Padres play so well that Gonzalez is safe at home
It's funny how nobody talks anymore about the San Diego Padres having to trade Adrian Gonzalez.
That's what happens when a team that was picked to wallow at the bottom of the NL West instead turns it around and plays so well that at times it has had the best record in the NL itself.
Two summers removed from a miserable 99-loss season, and with an opening day payroll of $37.8 million, second-lowest in the majors, the surprising Padres have led the division since late April thanks to pitching, defense and a large dose of confidence. All that makes up for a sometimes painful lack of offense at spacious Petco Park, where the Padres seem to thrive on late-inning, small-ball rallies.
The Padres don't plan to disappear anytime soon as they pursue their first division crown since winning consecutive titles in 2005-06. Despite all those offseason rumors, Gonzalez, their three-time All-Star slugger, is expected to still be with them for the stretch run in the tightly bunched division. San Diego (50-35) led Colorado and Los Angeles by three games going into the final weekend before the All-Star break.
The way most people envisioned this season playing out, the Padres would be so far back by July 31 that they'd trade Gonzalez, perhaps to the Boston Red Sox, for multiple prospects. Last year, they shipped out Jake Peavy, the 2007 NL Cy Young Award winner, at the deadline.

....................

- _Given task a_: Can you copy out the lines of the records below word for word, starting at the line that contains "target: short dark hair" and ending at the last line of the records?

....................

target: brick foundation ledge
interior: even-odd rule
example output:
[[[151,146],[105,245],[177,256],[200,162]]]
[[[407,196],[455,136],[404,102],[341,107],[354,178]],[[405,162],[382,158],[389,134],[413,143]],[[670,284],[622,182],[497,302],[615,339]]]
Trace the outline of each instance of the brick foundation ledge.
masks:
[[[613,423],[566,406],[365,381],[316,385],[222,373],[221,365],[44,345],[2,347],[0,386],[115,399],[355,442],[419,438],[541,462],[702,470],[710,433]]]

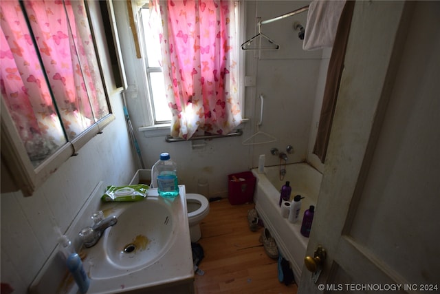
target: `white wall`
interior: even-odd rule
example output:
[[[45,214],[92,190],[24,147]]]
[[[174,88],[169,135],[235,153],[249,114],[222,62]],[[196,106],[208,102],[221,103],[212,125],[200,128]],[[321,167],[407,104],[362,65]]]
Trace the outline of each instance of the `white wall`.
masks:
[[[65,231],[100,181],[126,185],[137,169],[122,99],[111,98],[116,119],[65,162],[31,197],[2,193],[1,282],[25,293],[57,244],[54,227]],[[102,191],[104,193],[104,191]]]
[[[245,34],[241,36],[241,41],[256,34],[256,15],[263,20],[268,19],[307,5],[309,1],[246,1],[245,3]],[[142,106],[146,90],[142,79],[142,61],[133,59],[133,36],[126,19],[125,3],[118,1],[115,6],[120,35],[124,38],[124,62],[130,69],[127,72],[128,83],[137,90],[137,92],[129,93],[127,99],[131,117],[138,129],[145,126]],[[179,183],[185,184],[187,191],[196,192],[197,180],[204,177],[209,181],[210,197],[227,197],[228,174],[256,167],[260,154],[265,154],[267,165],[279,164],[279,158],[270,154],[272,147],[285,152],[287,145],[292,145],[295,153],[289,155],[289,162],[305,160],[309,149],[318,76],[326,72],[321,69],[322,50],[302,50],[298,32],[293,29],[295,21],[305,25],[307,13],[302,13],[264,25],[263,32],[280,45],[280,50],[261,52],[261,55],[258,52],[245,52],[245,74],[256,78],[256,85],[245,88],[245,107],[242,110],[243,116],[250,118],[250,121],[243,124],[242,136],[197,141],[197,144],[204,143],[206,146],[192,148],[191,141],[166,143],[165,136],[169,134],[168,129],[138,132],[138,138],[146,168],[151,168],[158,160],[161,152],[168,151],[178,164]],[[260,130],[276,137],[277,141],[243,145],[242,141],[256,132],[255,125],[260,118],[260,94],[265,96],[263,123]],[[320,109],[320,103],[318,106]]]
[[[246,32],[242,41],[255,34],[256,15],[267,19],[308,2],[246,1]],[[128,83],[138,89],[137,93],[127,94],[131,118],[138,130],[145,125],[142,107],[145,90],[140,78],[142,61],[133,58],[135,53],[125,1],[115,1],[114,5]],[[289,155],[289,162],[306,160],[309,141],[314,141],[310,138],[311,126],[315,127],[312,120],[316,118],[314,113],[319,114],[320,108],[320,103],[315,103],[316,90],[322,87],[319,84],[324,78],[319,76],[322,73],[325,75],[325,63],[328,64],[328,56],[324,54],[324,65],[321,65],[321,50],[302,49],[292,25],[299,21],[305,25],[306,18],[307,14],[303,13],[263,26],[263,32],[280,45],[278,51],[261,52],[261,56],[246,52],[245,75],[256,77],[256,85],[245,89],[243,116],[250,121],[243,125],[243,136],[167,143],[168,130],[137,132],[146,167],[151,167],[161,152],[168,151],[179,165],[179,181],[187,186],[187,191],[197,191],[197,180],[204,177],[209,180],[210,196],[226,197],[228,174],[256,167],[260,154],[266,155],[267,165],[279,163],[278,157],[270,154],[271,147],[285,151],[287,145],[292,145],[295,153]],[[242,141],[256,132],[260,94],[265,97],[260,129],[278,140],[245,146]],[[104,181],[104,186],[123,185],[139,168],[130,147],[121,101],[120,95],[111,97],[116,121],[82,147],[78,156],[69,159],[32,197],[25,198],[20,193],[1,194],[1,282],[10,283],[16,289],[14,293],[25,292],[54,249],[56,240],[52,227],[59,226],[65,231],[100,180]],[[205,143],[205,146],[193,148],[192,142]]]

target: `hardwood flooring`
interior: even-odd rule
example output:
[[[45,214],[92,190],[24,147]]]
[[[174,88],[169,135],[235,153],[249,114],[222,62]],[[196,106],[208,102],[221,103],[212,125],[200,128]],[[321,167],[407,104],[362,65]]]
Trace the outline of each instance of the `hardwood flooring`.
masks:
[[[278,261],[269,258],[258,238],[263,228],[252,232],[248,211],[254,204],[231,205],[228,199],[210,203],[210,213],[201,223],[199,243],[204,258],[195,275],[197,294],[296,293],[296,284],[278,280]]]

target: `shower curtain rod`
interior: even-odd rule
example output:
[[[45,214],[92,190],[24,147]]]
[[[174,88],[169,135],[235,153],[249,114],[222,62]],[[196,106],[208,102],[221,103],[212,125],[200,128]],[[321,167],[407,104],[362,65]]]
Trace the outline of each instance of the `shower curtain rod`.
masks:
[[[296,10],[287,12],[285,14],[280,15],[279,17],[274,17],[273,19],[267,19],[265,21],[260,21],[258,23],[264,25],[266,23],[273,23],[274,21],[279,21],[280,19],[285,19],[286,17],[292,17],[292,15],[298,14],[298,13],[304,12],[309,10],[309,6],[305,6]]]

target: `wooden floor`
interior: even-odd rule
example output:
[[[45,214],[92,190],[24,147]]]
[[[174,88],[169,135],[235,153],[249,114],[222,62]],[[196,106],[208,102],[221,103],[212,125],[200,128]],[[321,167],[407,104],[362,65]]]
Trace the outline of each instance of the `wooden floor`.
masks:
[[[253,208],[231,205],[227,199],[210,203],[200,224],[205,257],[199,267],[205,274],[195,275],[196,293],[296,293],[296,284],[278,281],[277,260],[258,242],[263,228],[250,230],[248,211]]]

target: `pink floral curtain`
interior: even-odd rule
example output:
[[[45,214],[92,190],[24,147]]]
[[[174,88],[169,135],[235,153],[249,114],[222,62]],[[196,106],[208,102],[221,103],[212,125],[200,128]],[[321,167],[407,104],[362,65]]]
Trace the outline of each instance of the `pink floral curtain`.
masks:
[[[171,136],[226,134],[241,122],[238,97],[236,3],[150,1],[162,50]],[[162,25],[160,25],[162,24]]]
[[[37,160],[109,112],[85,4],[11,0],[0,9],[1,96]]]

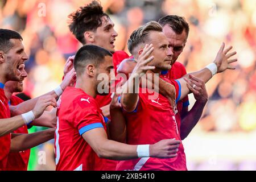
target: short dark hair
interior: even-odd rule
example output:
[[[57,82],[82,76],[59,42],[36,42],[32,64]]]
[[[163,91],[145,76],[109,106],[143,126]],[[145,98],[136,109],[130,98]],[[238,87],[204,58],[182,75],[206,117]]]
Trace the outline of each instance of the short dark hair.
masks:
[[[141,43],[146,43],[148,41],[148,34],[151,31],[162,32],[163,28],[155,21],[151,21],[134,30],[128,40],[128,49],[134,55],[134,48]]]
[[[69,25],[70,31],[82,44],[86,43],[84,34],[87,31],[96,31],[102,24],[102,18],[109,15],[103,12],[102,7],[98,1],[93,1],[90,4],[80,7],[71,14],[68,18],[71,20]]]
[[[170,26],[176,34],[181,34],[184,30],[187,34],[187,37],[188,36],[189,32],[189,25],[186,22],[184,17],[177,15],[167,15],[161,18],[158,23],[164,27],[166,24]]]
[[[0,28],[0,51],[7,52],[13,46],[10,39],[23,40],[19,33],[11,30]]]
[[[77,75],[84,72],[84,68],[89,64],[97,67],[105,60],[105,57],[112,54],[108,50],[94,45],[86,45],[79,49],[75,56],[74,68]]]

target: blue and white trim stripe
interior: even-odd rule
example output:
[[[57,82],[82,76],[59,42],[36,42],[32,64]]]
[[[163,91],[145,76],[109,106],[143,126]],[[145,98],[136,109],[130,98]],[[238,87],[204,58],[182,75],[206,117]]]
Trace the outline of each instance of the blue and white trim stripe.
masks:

....................

- _Given task b_: Can you pick up the article on the San Diego Padres and Adrian Gonzalez above and continue it from its final sentence?

- _Final answer a_:
target: short dark hair
interior: even-odd rule
example output:
[[[57,82],[82,76],[59,42],[36,42],[32,64]]]
[[[163,91],[145,76],[109,106],[143,126]],[[145,98],[136,109],[130,98]],[[238,87],[204,58],[182,75],[206,117]]]
Trace the outline of each instance of the short dark hair.
masks:
[[[141,43],[146,43],[148,41],[148,34],[151,31],[162,32],[163,28],[155,21],[151,21],[134,30],[128,40],[128,49],[134,55],[134,48]]]
[[[69,25],[70,31],[82,44],[86,43],[84,34],[87,31],[96,31],[102,24],[102,18],[109,15],[103,12],[102,7],[98,1],[93,1],[90,4],[80,7],[71,14],[68,18],[71,20]]]
[[[170,26],[176,34],[181,34],[184,30],[187,34],[187,37],[188,36],[189,32],[189,25],[186,22],[184,17],[177,15],[167,15],[161,18],[158,23],[164,27],[166,24]]]
[[[0,28],[0,51],[7,52],[13,46],[10,39],[23,40],[19,33],[11,30]]]
[[[77,75],[84,72],[84,68],[89,64],[97,67],[105,60],[105,57],[112,54],[108,50],[94,45],[86,45],[79,49],[75,56],[74,68]]]

target: blue and white trim stripe
interior: even-odd rule
example output:
[[[57,82],[82,76],[59,42],[36,42],[32,64]]]
[[[163,91],[145,76],[109,106],[143,126]],[[145,98],[136,109],[130,98]],[[238,87],[204,58],[182,75],[206,117]]]
Trace the outline of each instance of the blue and white trim stripe.
masks:

- _Final answer b_:
''I think it's a moot point at this stage,'' Padres co-owner Jeff Moorad said. ''Might it revive itself at some point in the future? Of course. But if this team continues to play as it has, that's the last thing on our mind.
''As the players correctly assessed in the spring, that was their position - 'We play well, this is going to be moot,' '' Moorad said.
''Anytime you have a player of his caliber, he means so much to this team,'' third baseman Chase Headley said about Gonzalez, who grew up in the San Diego area and is hitting .300 with 17 homers and 54 RBIs. ''It's going to be a sad day if he ever does leave here. For now, it's nice to kind of silence that and not have to deal with it. Since I've been here, we've always had, it seems like, one guy who's been on the block come the All-Star break.''
Rather than plot Gonzalez's exit now - they still have to decide his long-term status beyond the $5.5 million option they hold on the two-time Gold Glove first baseman for 2011 - Moorad and first-year general manager Jed Hoyer had breakfast last Sunday to discuss the possibility of adding a hitter or pitcher for the stretch run.
''Suffice it to say that we're open-minded,'' Moorad said. ''We don't feel we have to do anything drastic, but we're certainly open to the right deal if one comes our way.''
The Padres moved into first place on April 20 and have been out of the top spot a total of only three days since.
Still, they've found it hard to convince others that they're for real.
Gonzalez was the only Padres player named to the NL All-Star roster. There wasn't one representative from a pitching staff that leads the majors with a 3.11 ERA. Closer Heath Bell was added to the NL roster to replace Milwaukee right-hander Yovani Gallardo. But the Padres felt Bell and right-hander Mat Latos should have been on the roster from the outset.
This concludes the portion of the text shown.